=== Position annotation records ===
— start —

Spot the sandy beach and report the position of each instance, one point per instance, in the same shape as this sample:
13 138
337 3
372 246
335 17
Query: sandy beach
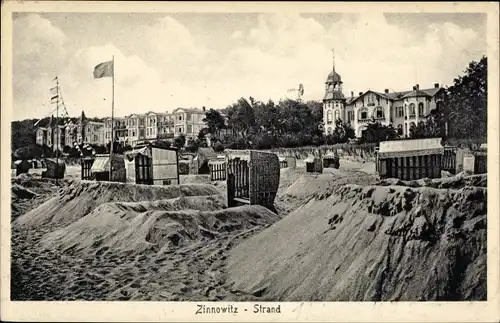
340 235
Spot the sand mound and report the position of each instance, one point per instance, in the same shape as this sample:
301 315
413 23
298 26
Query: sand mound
127 251
370 243
309 184
452 182
21 192
194 179
133 229
81 197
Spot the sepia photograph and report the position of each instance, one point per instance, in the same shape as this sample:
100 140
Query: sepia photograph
233 161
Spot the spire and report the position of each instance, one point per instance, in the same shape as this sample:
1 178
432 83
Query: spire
333 59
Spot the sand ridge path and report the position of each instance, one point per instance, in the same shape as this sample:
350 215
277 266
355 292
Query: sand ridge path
169 249
372 243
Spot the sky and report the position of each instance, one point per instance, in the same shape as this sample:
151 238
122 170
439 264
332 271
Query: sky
168 60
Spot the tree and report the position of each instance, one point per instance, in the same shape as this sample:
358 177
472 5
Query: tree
180 141
163 143
343 132
214 121
241 117
376 132
466 102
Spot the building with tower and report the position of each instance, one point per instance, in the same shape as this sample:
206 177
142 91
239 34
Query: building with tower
403 110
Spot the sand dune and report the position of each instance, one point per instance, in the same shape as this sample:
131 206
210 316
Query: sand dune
81 197
370 243
340 235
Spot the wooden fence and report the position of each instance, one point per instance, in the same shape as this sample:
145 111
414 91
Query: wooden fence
449 161
412 167
217 172
480 163
143 170
238 184
86 169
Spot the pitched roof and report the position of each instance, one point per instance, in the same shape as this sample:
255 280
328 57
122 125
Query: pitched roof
415 93
335 95
190 110
410 147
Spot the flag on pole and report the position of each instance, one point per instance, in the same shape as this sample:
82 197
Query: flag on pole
104 70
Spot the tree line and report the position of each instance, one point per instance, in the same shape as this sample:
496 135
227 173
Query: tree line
289 123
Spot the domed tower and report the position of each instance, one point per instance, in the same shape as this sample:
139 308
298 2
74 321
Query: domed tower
334 100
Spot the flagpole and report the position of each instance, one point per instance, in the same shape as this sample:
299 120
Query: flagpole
57 131
112 118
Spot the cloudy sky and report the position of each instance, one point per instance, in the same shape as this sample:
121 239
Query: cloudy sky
165 61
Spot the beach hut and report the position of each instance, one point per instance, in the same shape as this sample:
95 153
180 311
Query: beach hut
331 161
203 156
217 168
153 165
481 160
22 166
449 160
86 164
56 168
314 165
100 168
410 159
288 162
252 177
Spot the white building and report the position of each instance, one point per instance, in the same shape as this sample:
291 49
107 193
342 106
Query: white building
403 110
188 122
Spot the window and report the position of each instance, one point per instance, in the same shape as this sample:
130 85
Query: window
400 129
420 109
363 114
400 112
411 110
439 105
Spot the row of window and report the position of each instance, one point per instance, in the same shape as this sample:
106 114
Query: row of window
149 121
379 113
399 128
363 115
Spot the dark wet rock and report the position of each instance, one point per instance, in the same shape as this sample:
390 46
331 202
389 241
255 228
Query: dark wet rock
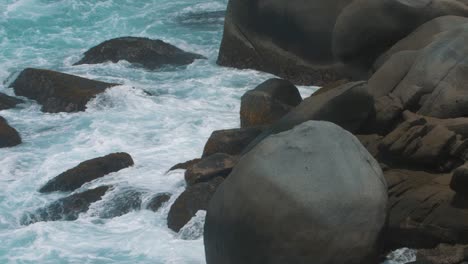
120 203
145 52
230 141
422 214
193 199
268 102
216 165
88 171
273 206
459 182
9 137
184 165
157 201
66 209
418 142
56 91
348 106
7 102
442 254
291 39
357 42
202 18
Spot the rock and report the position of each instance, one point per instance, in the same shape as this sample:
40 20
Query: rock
291 39
148 53
357 42
9 137
216 165
417 142
277 205
184 165
157 201
459 182
7 102
268 102
57 92
230 141
348 106
443 254
422 214
430 82
120 203
66 209
87 171
193 199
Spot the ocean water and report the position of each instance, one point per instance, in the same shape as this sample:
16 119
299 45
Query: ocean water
160 117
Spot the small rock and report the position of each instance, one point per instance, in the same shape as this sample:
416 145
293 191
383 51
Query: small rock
268 102
9 137
66 209
157 201
149 53
216 165
230 141
87 171
7 102
459 182
193 199
184 165
56 91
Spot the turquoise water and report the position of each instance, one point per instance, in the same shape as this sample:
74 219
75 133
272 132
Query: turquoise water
159 130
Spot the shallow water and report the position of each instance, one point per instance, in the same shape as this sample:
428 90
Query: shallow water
159 117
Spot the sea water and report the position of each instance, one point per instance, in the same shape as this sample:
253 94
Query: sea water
160 117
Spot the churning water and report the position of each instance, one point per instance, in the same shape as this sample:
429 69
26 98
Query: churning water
160 117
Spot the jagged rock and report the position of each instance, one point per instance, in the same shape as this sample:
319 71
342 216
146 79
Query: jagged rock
193 199
7 102
216 165
145 52
230 141
422 214
66 209
348 106
357 42
442 254
9 137
268 102
120 203
56 91
419 143
87 171
157 201
277 207
459 182
184 165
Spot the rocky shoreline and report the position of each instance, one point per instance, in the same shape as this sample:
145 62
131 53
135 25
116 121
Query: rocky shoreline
373 161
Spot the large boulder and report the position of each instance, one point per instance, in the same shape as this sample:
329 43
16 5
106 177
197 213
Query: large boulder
309 195
358 42
230 141
268 102
7 102
56 91
348 105
291 39
193 199
66 209
9 137
145 52
87 171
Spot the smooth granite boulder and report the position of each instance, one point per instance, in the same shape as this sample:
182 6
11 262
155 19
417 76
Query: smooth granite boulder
309 195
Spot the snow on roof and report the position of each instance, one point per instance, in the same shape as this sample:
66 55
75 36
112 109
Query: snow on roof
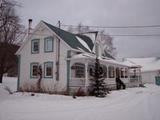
83 43
130 63
92 56
148 64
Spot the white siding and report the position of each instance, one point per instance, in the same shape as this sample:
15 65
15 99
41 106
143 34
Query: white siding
27 58
149 77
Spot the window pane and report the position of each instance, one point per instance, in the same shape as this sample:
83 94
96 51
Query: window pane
48 69
48 44
35 68
111 71
79 70
35 46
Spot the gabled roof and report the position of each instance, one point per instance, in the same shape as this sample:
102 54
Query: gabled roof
68 37
87 40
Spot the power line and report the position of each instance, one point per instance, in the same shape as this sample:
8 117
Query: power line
129 26
138 35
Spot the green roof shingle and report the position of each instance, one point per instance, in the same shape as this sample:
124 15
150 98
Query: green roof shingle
68 37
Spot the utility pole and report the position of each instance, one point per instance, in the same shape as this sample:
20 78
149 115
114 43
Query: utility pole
58 54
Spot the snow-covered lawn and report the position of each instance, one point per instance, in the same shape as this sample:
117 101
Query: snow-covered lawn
129 104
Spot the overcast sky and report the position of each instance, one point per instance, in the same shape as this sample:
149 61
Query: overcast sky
103 13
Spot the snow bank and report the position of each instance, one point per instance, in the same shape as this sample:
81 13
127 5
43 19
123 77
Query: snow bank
129 104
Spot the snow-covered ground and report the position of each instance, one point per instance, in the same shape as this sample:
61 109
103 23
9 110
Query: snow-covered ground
129 104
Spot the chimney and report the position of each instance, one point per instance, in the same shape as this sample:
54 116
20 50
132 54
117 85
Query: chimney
29 25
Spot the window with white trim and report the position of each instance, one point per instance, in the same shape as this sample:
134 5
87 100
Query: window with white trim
111 72
48 69
48 44
78 70
35 46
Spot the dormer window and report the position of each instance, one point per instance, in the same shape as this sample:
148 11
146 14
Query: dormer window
48 44
35 46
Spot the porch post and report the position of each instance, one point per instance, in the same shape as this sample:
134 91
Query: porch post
86 76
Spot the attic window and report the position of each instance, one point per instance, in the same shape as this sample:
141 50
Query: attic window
48 69
48 44
34 70
35 46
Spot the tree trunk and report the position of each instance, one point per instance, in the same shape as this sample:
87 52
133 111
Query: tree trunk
1 77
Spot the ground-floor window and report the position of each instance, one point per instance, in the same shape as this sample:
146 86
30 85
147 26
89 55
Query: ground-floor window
126 72
122 73
34 70
111 72
48 69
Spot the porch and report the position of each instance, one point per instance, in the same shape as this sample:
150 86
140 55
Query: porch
80 75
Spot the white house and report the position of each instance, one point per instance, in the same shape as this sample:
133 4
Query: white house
65 58
150 71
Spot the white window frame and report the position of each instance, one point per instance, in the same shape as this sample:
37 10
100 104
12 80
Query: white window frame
46 64
32 46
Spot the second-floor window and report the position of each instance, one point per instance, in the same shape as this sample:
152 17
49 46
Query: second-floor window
35 46
34 70
48 69
111 71
48 44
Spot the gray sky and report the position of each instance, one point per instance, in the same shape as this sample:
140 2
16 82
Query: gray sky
103 13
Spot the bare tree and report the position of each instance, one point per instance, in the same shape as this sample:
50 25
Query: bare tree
9 32
106 42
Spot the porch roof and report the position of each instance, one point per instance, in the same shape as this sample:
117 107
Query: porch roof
93 57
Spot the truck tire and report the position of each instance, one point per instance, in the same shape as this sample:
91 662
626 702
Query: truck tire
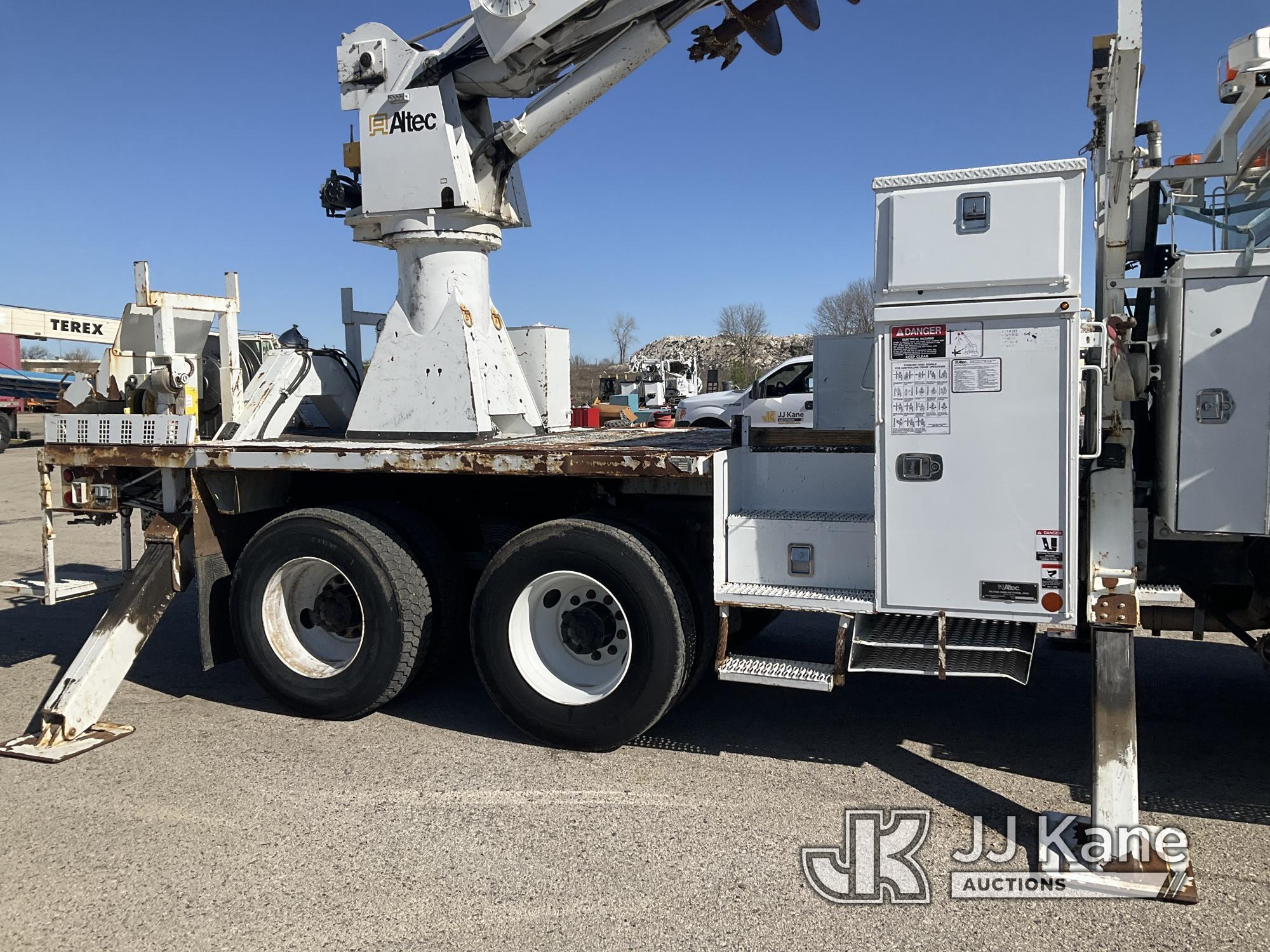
580 634
331 612
450 587
697 582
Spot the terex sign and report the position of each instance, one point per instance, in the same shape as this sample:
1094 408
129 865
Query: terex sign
57 326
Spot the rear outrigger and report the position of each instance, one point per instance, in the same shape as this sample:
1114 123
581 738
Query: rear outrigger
996 461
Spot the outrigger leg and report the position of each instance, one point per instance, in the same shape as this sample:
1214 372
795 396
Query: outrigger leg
69 719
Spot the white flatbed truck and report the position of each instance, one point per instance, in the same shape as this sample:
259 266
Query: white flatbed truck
1029 466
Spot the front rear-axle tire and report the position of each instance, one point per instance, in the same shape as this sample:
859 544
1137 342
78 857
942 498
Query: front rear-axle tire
331 612
580 634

— end —

=== Aim ===
Reproduce, word for word, only the lines from the one that contains "Spot the rear" through the final line.

=== The solution ===
Spot the rear outrigger and report the position of each instance, one point per instance, in the same shape as this sample:
1114 123
581 738
Query: rear outrigger
996 461
Spot the outrigger leg and report the position of each instance, one point per instance, in the same shape as this sample:
1214 372
795 396
Query: outrigger leg
69 719
Spot the white flatbed truck and report the position of each instance, one point per instance, in the same shape as this sample:
259 266
Query: white flatbed truck
1029 466
Spot the front rear-axle tire and report the position of each instance, one point per instance, in the same shape as this sample:
859 544
1137 342
78 857
942 498
Query: front rear-axle tire
331 612
580 634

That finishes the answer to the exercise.